## What the task requires
Put each line of the entries below into a two-column Markdown table, with Row in the first column and Line in the second. Skip blank lines.

....................

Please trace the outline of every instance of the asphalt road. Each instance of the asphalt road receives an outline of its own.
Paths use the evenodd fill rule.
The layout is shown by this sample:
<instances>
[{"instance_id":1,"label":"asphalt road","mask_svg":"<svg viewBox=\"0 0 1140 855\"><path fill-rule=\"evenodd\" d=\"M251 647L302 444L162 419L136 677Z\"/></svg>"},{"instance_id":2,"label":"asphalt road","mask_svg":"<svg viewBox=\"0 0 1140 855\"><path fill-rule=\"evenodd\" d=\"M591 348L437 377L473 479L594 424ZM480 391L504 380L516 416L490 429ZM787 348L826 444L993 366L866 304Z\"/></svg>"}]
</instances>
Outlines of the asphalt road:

....................

## Problem solution
| Row | Line |
|---|---|
| 1 | Please trace the outline of every instance of the asphalt road. Each instance of the asphalt road receives an outline of its own. |
| 2 | Paths use the evenodd fill rule. |
| 3 | The layout is shown by this sample: |
| 4 | <instances> |
| 5 | [{"instance_id":1,"label":"asphalt road","mask_svg":"<svg viewBox=\"0 0 1140 855\"><path fill-rule=\"evenodd\" d=\"M251 647L302 444L162 419L136 677Z\"/></svg>"},{"instance_id":2,"label":"asphalt road","mask_svg":"<svg viewBox=\"0 0 1140 855\"><path fill-rule=\"evenodd\" d=\"M591 348L437 377L473 479L594 424ZM480 391L504 380L516 416L490 429ZM787 348L826 444L993 366L866 304Z\"/></svg>"}] |
| 6 | </instances> |
| 7 | Outlines of the asphalt road: |